## Exercise directions
When you reach the records, transcribe all of them exactly.

## Information given
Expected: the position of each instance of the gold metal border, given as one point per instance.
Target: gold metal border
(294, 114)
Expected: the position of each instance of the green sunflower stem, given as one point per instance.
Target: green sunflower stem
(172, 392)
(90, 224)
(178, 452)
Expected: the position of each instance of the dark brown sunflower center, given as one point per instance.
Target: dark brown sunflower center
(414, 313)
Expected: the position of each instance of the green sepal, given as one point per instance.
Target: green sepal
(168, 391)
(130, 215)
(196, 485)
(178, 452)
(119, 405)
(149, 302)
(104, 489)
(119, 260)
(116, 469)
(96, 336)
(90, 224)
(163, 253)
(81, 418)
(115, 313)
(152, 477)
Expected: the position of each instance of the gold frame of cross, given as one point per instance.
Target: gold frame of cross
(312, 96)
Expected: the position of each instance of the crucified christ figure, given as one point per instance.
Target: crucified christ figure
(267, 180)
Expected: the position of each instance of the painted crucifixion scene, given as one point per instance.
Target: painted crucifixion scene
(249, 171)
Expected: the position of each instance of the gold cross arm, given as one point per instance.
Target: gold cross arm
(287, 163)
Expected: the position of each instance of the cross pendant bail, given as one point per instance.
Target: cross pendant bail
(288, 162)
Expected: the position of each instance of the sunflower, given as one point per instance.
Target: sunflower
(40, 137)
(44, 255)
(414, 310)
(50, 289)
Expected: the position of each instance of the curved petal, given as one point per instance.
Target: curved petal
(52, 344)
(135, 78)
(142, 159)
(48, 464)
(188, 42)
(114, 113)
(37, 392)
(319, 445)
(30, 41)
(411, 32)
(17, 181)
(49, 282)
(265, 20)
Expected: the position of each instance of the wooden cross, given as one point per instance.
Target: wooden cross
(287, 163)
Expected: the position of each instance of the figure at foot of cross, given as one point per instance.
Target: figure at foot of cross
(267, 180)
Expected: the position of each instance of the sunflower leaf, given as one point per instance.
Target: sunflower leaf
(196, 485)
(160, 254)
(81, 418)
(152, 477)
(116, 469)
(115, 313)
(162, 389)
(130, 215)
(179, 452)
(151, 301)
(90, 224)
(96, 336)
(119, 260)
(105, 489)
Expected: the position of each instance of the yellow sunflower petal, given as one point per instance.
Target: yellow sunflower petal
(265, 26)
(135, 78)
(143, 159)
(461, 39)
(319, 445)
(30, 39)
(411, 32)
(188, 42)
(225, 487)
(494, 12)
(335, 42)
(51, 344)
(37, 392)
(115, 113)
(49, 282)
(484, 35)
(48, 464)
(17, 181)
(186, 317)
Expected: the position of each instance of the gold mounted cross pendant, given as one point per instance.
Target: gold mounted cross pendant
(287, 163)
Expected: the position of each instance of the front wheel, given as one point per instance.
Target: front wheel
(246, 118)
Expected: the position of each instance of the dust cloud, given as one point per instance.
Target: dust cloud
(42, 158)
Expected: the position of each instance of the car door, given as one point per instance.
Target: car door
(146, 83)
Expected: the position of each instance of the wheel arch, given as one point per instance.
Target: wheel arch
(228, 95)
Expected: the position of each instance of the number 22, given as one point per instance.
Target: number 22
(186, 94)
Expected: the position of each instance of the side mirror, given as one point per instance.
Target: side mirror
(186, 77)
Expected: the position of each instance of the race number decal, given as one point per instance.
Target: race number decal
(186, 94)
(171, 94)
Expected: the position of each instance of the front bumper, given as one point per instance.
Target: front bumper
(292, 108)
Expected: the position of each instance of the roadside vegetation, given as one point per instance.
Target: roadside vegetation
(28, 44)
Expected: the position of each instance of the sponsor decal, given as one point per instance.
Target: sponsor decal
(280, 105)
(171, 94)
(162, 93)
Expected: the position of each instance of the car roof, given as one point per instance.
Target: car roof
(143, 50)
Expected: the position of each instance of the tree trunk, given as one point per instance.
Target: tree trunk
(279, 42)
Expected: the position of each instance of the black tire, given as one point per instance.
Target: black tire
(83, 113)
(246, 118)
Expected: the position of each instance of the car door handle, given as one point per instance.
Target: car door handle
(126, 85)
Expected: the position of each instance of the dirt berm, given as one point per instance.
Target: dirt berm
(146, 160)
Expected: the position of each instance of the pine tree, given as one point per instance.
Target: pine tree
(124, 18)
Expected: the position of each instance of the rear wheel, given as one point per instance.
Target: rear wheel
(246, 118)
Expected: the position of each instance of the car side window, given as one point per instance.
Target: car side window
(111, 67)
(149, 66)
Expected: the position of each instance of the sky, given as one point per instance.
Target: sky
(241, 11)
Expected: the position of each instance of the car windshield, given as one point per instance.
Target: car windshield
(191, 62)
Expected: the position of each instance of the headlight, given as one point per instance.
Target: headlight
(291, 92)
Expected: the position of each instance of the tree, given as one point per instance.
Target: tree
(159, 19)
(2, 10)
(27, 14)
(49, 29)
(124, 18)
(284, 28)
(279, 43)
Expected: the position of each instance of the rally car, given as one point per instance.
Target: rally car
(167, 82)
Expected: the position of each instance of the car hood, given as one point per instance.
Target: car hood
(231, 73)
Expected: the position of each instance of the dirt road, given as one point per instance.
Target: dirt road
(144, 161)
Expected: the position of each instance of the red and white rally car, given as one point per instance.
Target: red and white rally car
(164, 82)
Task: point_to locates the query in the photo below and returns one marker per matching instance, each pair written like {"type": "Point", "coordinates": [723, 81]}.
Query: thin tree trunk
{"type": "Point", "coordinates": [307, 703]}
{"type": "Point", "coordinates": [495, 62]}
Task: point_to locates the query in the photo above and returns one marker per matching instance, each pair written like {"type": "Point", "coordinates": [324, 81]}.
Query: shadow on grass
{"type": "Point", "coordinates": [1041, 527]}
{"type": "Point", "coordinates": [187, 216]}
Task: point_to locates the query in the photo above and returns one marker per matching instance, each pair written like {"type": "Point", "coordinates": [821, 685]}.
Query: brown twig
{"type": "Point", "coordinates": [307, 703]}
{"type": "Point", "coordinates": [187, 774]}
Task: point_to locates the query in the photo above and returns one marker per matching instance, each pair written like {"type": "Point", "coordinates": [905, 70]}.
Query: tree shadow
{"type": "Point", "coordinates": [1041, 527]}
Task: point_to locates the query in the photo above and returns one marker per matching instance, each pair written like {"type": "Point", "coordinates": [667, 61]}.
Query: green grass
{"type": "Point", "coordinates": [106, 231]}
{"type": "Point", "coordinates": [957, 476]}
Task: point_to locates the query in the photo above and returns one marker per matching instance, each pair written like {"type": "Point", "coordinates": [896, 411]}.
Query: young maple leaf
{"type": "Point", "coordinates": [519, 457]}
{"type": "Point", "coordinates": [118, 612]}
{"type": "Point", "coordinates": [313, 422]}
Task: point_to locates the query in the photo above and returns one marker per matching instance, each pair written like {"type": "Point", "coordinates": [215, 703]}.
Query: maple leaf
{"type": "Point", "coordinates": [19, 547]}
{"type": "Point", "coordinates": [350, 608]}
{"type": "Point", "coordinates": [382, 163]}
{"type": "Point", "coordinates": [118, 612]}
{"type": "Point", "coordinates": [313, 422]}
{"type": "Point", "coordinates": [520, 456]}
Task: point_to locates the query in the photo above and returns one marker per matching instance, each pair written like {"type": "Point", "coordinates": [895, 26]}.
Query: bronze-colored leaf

## Task response
Expected: the position of each instance of the gold metal border, given as one point per instance.
Target: gold metal border
(294, 114)
Expected: the position of each instance of the green sunflower stem, given as one point per instance.
Target: green sunflower stem
(172, 392)
(90, 224)
(178, 452)
Expected: the position of each instance of the dark brown sunflower center, given as one point per instance.
Target: dark brown sunflower center
(414, 313)
Expected: the position of each instance of the green sepal, given as one point per instance.
Target: green sepal
(168, 391)
(130, 215)
(196, 485)
(178, 452)
(119, 405)
(149, 302)
(104, 489)
(119, 260)
(116, 469)
(96, 336)
(90, 224)
(163, 253)
(81, 418)
(115, 313)
(152, 477)
Expected: the position of each instance of the gold frame of cross, given as one point per instance.
Target: gold frame of cross
(312, 96)
Expected: the position of each instance of the crucified christ figure, given as one point per instance.
Target: crucified christ figure
(267, 180)
Expected: the position of each instance of the painted crucifixion scene, given as one point per instance.
Target: painted crucifixion scene
(249, 171)
Expected: the position of each instance of the gold cross arm, given as one point per instance.
Target: gold cross arm
(287, 163)
Expected: the position of each instance of the cross pendant bail, given as one point per instance.
Target: cross pendant bail
(288, 162)
Expected: the position of each instance of the sunflower, given as one point per instance.
Target: sunflower
(40, 137)
(44, 255)
(414, 310)
(50, 289)
Expected: the position of each instance of the curved petal, given as one point per instance.
Target: curved petal
(52, 344)
(135, 78)
(142, 159)
(48, 464)
(188, 42)
(114, 113)
(37, 392)
(319, 445)
(30, 41)
(411, 32)
(17, 181)
(49, 282)
(265, 20)
Expected: the position of each instance of the wooden cross, given as one point per instance.
Target: wooden cross
(287, 163)
Expected: the position of each instance of the figure at foot of cross, given as one point per instance.
Target: figure at foot of cross
(267, 180)
Expected: the position of each instance of the sunflower leaf, given as one point per instance.
Target: sunflower leaf
(196, 485)
(160, 254)
(81, 418)
(152, 477)
(116, 469)
(115, 313)
(162, 389)
(130, 215)
(179, 452)
(151, 301)
(90, 224)
(96, 336)
(119, 260)
(105, 489)
Expected: the position of each instance of the yellow sunflower petal, given as one point per instance.
Target: yellow sunflower petal
(265, 26)
(135, 78)
(143, 159)
(461, 39)
(319, 445)
(30, 39)
(411, 32)
(188, 42)
(225, 487)
(494, 12)
(335, 42)
(51, 344)
(37, 392)
(115, 113)
(49, 282)
(484, 35)
(48, 464)
(17, 181)
(186, 317)
Expected: the position of each instance of the gold mounted cross pendant, given as one point per instance.
Target: gold mounted cross pendant
(287, 163)
Expected: the position of each instance of the front wheel, given as one point per instance.
Target: front wheel
(246, 118)
Expected: the position of each instance of the dust cloud, given as one point per instance.
Target: dust cloud
(42, 158)
Expected: the position of each instance of the car door, given as one point per instance.
Target: car door
(146, 83)
Expected: the position of each instance of the wheel arch, given as one point per instance.
Target: wheel arch
(228, 95)
Expected: the position of each instance of the number 22, given as one point per instance.
Target: number 22
(186, 94)
Expected: the position of each instance of the side mirror, given as one point per instance.
Target: side mirror
(186, 77)
Expected: the position of each instance of the race number decal, given as one point per instance.
Target: race number decal
(186, 94)
(171, 94)
Expected: the position of each instance of the front bumper, given as one point per instance.
Target: front bumper
(292, 108)
Expected: the position of each instance of the roadside vegetation, given as one point per instance.
Target: roadside vegetation
(28, 44)
Expected: the position of each instance of the sponsor decal, given as one point per instance.
Target: sponsor decal
(280, 105)
(171, 94)
(162, 93)
Expected: the position of each instance of the car roof, given as one point per instance.
Target: car roof
(143, 50)
Expected: the position of each instance of the tree trunk, given as one point per instance.
Target: tree trunk
(279, 42)
Expected: the position of each instance of the black tire, given as one point per instance.
Target: black tire
(83, 113)
(246, 118)
Expected: the position of each instance of the car door handle, given as one point per instance.
Target: car door handle
(126, 85)
Expected: the position of each instance of the dirt berm, given as one point per instance.
Target: dirt berm
(146, 160)
Expected: the position of each instance of the pine tree, given as one point per instance.
Target: pine tree
(124, 18)
Expected: the position of each instance of the rear wheel, given as one point per instance.
Target: rear wheel
(246, 118)
Expected: the position of each instance of the car side window, given as one point per instance.
Target: car side window
(111, 67)
(149, 66)
Expected: the position of each instance of the sky, given as one point per instance.
Target: sky
(241, 11)
Expected: the position of each instance of the car windshield, given as one point per instance.
Target: car windshield
(191, 62)
Expected: the position of each instance of the headlight, given as one point per instance.
Target: headlight
(291, 92)
Expected: the position of each instance of the tree, given as one point per instance.
Target: tree
(159, 19)
(2, 10)
(27, 14)
(49, 29)
(124, 18)
(284, 28)
(279, 43)
Expected: the position of each instance of the rally car, given as one point per instance.
Target: rally car
(167, 82)
Expected: the position of each instance of the car hood, given as one point per instance.
Target: car hood
(231, 73)
Expected: the position of each instance of the dirt road, given as one point per instance.
Target: dirt road
(144, 161)
Expected: the position of each instance of the red and white rally car, given as one point per instance.
Target: red and white rally car
(164, 82)
Task: point_to locates the query in the photo below and returns one marker per matching instance, each pair written like {"type": "Point", "coordinates": [723, 81]}.
Query: thin tree trunk
{"type": "Point", "coordinates": [307, 703]}
{"type": "Point", "coordinates": [495, 62]}
Task: point_to locates the query in the photo above and returns one marker per matching instance, each pair written like {"type": "Point", "coordinates": [324, 81]}.
Query: shadow on grass
{"type": "Point", "coordinates": [1041, 527]}
{"type": "Point", "coordinates": [187, 216]}
Task: point_to locates the query in the photo above and returns one marker per matching instance, each pair written like {"type": "Point", "coordinates": [821, 685]}.
Query: brown twig
{"type": "Point", "coordinates": [307, 703]}
{"type": "Point", "coordinates": [187, 774]}
Task: point_to locates the query in the photo above and returns one marker per matching instance, each pair written like {"type": "Point", "coordinates": [905, 70]}.
Query: tree shadow
{"type": "Point", "coordinates": [1041, 527]}
Task: point_to locates the query in the photo above and returns one marker per matching instance, each pair written like {"type": "Point", "coordinates": [667, 61]}.
Query: green grass
{"type": "Point", "coordinates": [106, 231]}
{"type": "Point", "coordinates": [957, 476]}
Task: point_to locates the query in the photo above and returns one marker per matching instance, each pair written like {"type": "Point", "coordinates": [896, 411]}.
Query: young maple leaf
{"type": "Point", "coordinates": [519, 457]}
{"type": "Point", "coordinates": [118, 612]}
{"type": "Point", "coordinates": [313, 422]}
Task: point_to locates the query in the photo above and returns one marker per matching instance, each pair written like {"type": "Point", "coordinates": [215, 703]}.
Query: maple leaf
{"type": "Point", "coordinates": [19, 547]}
{"type": "Point", "coordinates": [350, 608]}
{"type": "Point", "coordinates": [382, 163]}
{"type": "Point", "coordinates": [118, 612]}
{"type": "Point", "coordinates": [313, 422]}
{"type": "Point", "coordinates": [520, 456]}
Task: point_to locates the query in the photo above and returns one marker per matching instance, each pair written like {"type": "Point", "coordinates": [895, 26]}.
Query: bronze-colored leaf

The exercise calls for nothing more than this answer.